(Natural language region descriptions)
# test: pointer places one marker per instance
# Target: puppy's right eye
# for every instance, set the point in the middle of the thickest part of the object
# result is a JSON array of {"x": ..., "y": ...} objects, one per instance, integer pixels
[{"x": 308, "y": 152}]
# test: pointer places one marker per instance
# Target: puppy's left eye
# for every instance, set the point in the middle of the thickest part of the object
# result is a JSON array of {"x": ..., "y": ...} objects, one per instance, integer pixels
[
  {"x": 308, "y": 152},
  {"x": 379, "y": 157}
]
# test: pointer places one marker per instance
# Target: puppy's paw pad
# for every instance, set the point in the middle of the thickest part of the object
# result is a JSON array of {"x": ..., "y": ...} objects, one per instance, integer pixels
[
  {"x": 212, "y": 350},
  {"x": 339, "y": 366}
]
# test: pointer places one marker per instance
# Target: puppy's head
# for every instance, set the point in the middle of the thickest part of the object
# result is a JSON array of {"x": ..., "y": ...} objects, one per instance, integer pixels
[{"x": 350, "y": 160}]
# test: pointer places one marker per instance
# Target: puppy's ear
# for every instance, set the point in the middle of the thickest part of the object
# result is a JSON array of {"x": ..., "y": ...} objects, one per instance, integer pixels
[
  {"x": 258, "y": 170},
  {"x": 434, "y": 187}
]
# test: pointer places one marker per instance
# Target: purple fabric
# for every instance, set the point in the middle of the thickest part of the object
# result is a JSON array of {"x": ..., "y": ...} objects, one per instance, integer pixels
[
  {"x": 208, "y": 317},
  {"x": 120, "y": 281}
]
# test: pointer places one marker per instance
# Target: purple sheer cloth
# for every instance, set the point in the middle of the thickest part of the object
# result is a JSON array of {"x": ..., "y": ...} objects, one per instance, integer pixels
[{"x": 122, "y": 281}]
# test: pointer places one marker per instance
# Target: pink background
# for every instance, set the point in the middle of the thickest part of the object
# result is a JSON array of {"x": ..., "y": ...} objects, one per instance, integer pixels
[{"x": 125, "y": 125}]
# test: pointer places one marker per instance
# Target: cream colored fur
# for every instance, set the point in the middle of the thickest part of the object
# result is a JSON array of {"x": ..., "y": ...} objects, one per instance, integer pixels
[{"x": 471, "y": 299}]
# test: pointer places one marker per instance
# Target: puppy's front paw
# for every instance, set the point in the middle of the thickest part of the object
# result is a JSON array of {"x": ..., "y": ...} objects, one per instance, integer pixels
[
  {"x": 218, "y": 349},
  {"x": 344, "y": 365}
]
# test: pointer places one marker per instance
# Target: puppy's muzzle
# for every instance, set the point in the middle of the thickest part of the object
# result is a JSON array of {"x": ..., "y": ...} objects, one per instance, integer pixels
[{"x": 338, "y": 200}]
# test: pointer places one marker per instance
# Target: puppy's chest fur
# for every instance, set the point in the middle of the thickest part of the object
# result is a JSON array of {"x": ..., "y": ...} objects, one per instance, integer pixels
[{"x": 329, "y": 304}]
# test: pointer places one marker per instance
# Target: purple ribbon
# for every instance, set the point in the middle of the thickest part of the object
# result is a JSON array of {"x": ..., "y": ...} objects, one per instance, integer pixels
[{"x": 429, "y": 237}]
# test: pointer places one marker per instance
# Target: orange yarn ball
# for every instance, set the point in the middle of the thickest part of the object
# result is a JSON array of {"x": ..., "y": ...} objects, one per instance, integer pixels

### Work item
Please retype, exactly as written, every line from the line containing "# Target: orange yarn ball" through the last line of the records above, including both of those lines, and nothing else.

### Exercise response
# Target: orange yarn ball
# for every instance, set the point in the middle of the thickest part of the object
# result is a JSON array of {"x": ..., "y": ...} objects, one per instance, integer pixels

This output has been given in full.